TEXT.
####################
Pretty much. They began adding more keys just a few years after this mid-late 1700s flute style. One issue is that there have been a lot of copies of similar flutes from that period made rather recently. On the + side, your flute looks rather used. On the - side there appears to be a crack in the head joint at the tenon and possibly the ivory ring at the head joint tenon is missing. The string idea was used on wood winds some prior to universality of cork joints. One could adjust the string with wrapping or unwrapping of it. One could 'grease' the joint with beeswax or something similar that also served to keep the string in place.

I have been unable to find any markings anywhere on the flute, I have gone over every spot. Maybe if someone recognizes it they could shed some light on it for me or perhaps I am looking in the wrong spot for markings.


Generally, markings wold be in similar places to modern flutes. The head joint should have something just above the tenon(Connecting to the body) on the same side as the mouth embouchure hole OR on the upper body joint between the threads and the first finger hole. There may also be something on the underside of the head joint (opposite the embouchure hole) near to the crown.
####################
MATERIAL SHOWN.
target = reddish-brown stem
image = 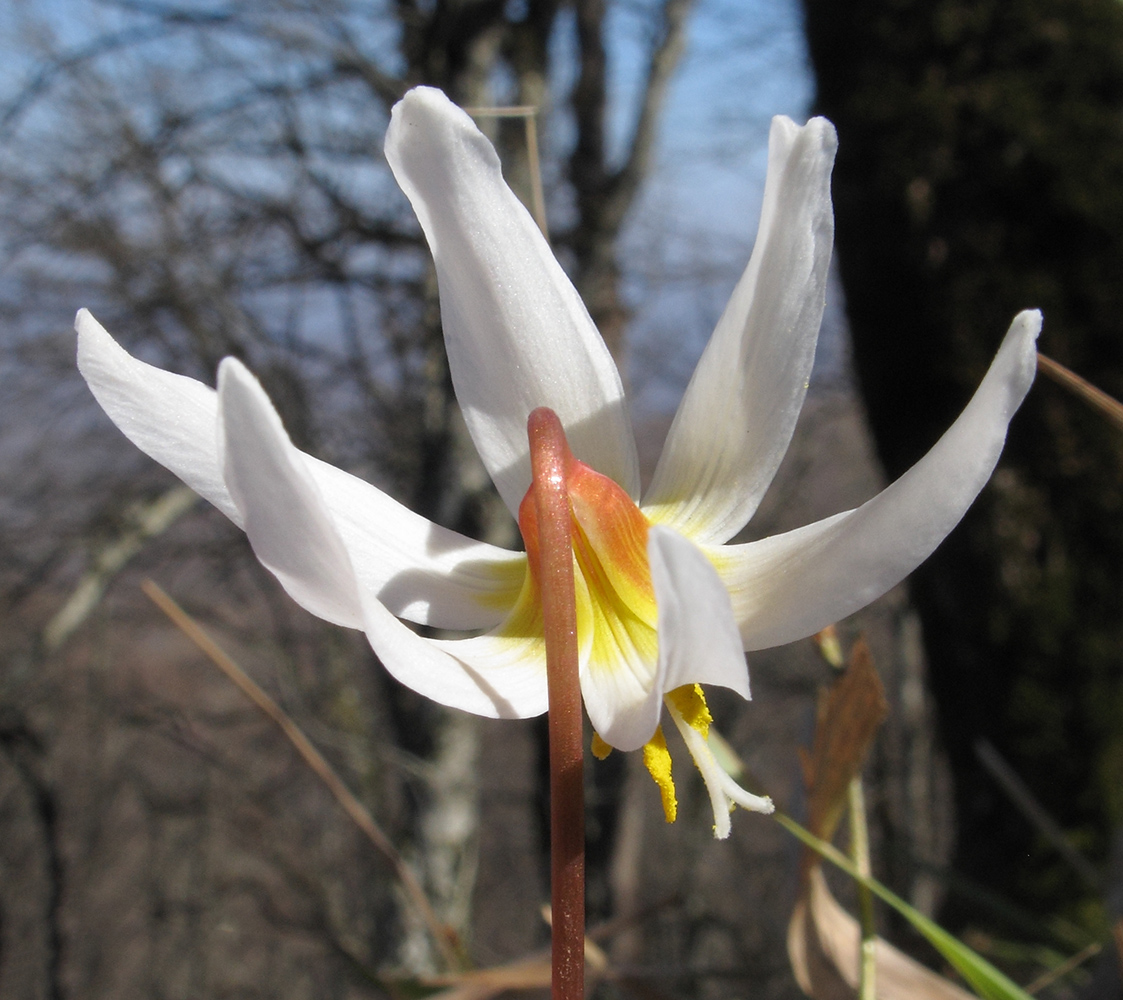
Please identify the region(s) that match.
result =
[527,407,585,1000]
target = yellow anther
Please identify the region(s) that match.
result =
[667,684,713,739]
[643,726,678,822]
[591,733,612,761]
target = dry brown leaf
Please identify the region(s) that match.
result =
[421,953,550,1000]
[800,638,888,840]
[787,869,977,1000]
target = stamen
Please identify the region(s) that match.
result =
[643,726,678,822]
[665,684,776,840]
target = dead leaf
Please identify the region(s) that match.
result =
[787,869,977,1000]
[800,638,889,840]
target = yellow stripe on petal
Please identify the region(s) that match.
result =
[643,726,678,822]
[667,684,713,739]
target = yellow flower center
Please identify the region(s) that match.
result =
[509,456,710,822]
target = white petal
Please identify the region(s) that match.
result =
[219,358,546,718]
[706,311,1041,649]
[74,309,241,527]
[386,88,639,513]
[218,357,363,628]
[304,455,527,629]
[75,309,526,629]
[364,600,547,719]
[574,561,663,751]
[643,117,837,543]
[578,525,749,751]
[647,525,749,698]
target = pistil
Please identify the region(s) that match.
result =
[527,407,585,1000]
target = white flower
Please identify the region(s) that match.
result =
[76,88,1041,836]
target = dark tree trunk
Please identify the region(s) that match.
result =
[805,0,1123,934]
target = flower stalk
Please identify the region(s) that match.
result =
[527,407,585,1000]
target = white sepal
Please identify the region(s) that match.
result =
[706,310,1041,649]
[643,117,838,543]
[386,87,639,516]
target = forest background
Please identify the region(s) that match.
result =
[0,0,1123,998]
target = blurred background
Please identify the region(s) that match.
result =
[0,0,1123,1000]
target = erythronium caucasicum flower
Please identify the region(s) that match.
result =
[76,88,1041,836]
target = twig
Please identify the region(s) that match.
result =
[140,580,460,969]
[43,485,199,653]
[1038,353,1123,430]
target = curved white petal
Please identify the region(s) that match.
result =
[74,309,526,629]
[304,455,527,629]
[218,357,363,628]
[386,88,639,515]
[574,564,663,751]
[643,117,838,543]
[705,311,1041,649]
[218,358,546,718]
[577,525,749,751]
[647,525,749,696]
[74,309,241,527]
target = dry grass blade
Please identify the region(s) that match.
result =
[1038,354,1123,430]
[140,580,460,969]
[787,869,976,1000]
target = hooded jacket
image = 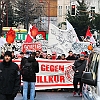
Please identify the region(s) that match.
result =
[22,57,39,82]
[0,60,21,96]
[72,59,87,78]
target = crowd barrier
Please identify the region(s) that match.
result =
[0,59,74,90]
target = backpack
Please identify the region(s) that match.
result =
[22,59,33,78]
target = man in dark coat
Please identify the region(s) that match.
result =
[66,51,76,60]
[72,54,87,96]
[22,52,39,100]
[0,51,20,100]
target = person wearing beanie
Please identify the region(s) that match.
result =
[0,51,20,100]
[72,54,87,96]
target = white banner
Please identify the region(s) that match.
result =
[0,59,74,90]
[72,42,90,54]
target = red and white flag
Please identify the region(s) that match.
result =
[85,27,96,44]
[25,24,33,43]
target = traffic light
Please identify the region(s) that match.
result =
[71,5,75,15]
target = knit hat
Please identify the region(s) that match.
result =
[4,51,12,57]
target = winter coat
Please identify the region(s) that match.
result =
[0,61,21,96]
[22,57,39,82]
[72,59,87,78]
[66,55,76,60]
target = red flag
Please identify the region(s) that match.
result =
[25,24,33,43]
[85,27,96,43]
[6,28,16,44]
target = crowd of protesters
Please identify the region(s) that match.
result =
[0,51,88,100]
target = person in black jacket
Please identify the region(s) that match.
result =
[0,51,20,100]
[22,52,39,100]
[66,51,76,60]
[72,54,87,96]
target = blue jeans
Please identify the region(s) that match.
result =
[23,81,35,100]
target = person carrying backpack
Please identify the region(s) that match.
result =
[21,52,39,100]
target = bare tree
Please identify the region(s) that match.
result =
[13,0,44,29]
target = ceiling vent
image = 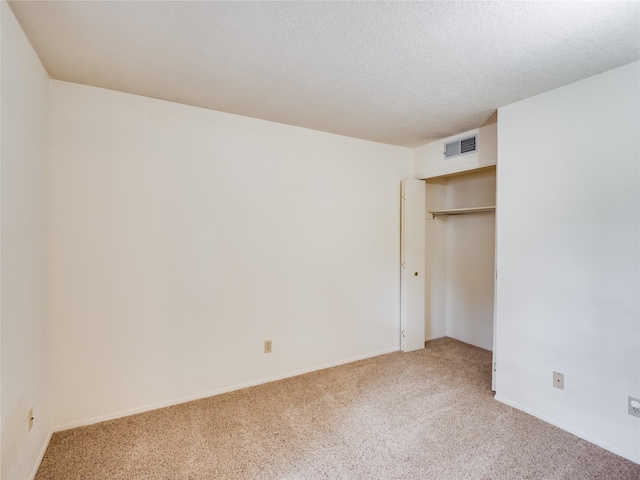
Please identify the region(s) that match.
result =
[444,135,478,158]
####################
TASK TO CARRY OUT. From the discussion of the old flute, extract the passage between "Generally, markings wold" and "to the crown.", inclusive. None of the lines are needed for this work.

REPLY.
Generally, markings wold be in similar places to modern flutes. The head joint should have something just above the tenon(Connecting to the body) on the same side as the mouth embouchure hole OR on the upper body joint between the threads and the first finger hole. There may also be something on the underside of the head joint (opposite the embouchure hole) near to the crown.